**Work required:** Rewrite the lines below, putting "street-feature count" wherever "lane-occupancy tally" appears and leaving everything else unchanged.

**Data taken from a collection:**
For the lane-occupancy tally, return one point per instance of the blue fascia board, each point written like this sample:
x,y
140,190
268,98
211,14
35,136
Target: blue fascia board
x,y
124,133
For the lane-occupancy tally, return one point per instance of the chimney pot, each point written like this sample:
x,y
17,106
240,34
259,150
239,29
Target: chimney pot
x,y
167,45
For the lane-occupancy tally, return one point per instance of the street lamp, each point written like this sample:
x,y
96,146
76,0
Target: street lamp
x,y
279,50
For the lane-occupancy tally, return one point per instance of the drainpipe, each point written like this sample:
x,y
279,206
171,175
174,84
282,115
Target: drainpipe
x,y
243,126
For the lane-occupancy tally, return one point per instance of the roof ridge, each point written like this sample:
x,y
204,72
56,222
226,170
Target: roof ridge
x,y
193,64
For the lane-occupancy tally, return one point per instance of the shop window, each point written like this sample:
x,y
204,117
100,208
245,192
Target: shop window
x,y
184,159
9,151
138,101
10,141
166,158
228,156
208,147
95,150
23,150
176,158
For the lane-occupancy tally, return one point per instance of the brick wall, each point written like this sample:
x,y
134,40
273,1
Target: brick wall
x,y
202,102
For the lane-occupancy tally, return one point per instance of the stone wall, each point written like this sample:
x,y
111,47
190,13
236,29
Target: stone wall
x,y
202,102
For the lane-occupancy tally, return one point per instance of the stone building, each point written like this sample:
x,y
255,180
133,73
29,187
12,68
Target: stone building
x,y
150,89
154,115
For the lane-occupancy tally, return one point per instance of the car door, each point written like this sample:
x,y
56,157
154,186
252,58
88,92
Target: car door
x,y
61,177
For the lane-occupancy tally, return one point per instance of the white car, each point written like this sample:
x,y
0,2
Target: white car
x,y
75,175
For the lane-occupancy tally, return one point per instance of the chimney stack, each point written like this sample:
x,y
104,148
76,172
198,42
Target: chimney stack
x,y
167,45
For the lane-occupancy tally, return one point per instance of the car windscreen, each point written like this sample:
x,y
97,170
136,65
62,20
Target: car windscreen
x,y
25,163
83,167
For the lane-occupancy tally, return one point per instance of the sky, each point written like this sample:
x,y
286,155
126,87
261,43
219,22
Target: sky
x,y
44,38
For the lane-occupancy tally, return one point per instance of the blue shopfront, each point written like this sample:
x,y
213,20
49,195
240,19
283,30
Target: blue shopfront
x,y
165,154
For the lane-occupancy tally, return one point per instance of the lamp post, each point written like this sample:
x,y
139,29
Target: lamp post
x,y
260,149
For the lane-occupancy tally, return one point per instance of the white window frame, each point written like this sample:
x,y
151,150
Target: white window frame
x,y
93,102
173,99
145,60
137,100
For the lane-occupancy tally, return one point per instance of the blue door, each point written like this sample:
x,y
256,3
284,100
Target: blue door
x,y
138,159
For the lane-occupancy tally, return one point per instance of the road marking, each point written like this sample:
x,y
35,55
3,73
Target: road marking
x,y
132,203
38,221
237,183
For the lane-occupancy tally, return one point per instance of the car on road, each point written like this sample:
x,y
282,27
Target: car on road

**Response:**
For the street-feature count, return one point per instance of the blue fascia board, each point written like this sample:
x,y
140,190
268,98
211,14
35,136
Target: blue fascia board
x,y
124,133
For the street-feature count, return one point per instance of the chimney pot, each point written like this sample:
x,y
17,106
240,34
259,150
239,29
Target: chimney pot
x,y
167,45
For the street-feature count, return one point per instance of the street lamp, each point written like this sample:
x,y
96,146
76,0
Target: street lamp
x,y
279,50
For the street-feature count, return one point per instance of the drainpipe, each point written like this sample:
x,y
279,206
171,175
174,84
282,115
Target: drainpipe
x,y
243,126
For the street-feature count, return one point per instance of the roof ridge, each point written like this sample:
x,y
204,72
56,222
226,170
Target: roof ridge
x,y
193,64
For the street-feature count, return one point per instance of the shop window, each point written like this sample:
x,y
204,117
100,208
245,192
Target: shop window
x,y
184,159
9,151
138,101
10,141
166,158
228,156
208,147
95,150
23,150
176,158
For the street-feature count, return one point per instance of the brick wall, each point written like this sample:
x,y
134,40
273,1
Target: brick wall
x,y
202,102
For the street-feature count, return one point per instance of the stone wall, each point written like this sample:
x,y
111,47
190,13
236,29
Target: stone wall
x,y
202,102
For the street-feature count, return one point per instance of the stone building, each point written like this sample:
x,y
255,180
133,73
29,187
12,68
Target: stone building
x,y
150,89
154,115
For the street-feature count, return one point per instance of the car door, each point written like this sample:
x,y
56,157
154,186
252,58
88,92
Target: car door
x,y
61,177
For the street-feature count, return one point per instance of the white car, each point written like this sample:
x,y
0,2
Target: white car
x,y
75,175
For the street-feature count, return one point per instance of the chimney stack, each point written like this sample:
x,y
104,148
76,172
198,42
Target: chimney stack
x,y
167,45
For the street-feature count, return one point per instance of the car windscreen, each point written like this sample:
x,y
97,170
136,65
62,20
Target: car windscreen
x,y
25,163
83,167
For the street-feature count, return one point per instance of the sky, each point written like this sample:
x,y
286,155
126,87
261,43
219,22
Target: sky
x,y
44,38
For the street-feature count, return one point per instance of the blue shopfront, each point written like this sample:
x,y
213,20
49,195
240,19
283,30
Target: blue shopfront
x,y
165,154
For the street-feature count, return one point per instance of the lamp post, each point written like this sample:
x,y
139,29
Target: lamp post
x,y
260,149
For the street-feature count, return one point per instance of the white window frame, each point written like this sample:
x,y
151,150
Target: white window frame
x,y
93,102
173,99
145,60
137,100
For the street-feature count, return one point per instance of the blue door, each point written like this sample:
x,y
256,3
284,100
Target: blue door
x,y
138,159
For the street-feature count, return one point per instance of the road marking, each point written like this sample:
x,y
35,55
3,73
Target: road marking
x,y
132,203
38,221
237,183
For the street-feature count, return one point per instance of the car on road, each point written like this sample:
x,y
282,27
Target: car on road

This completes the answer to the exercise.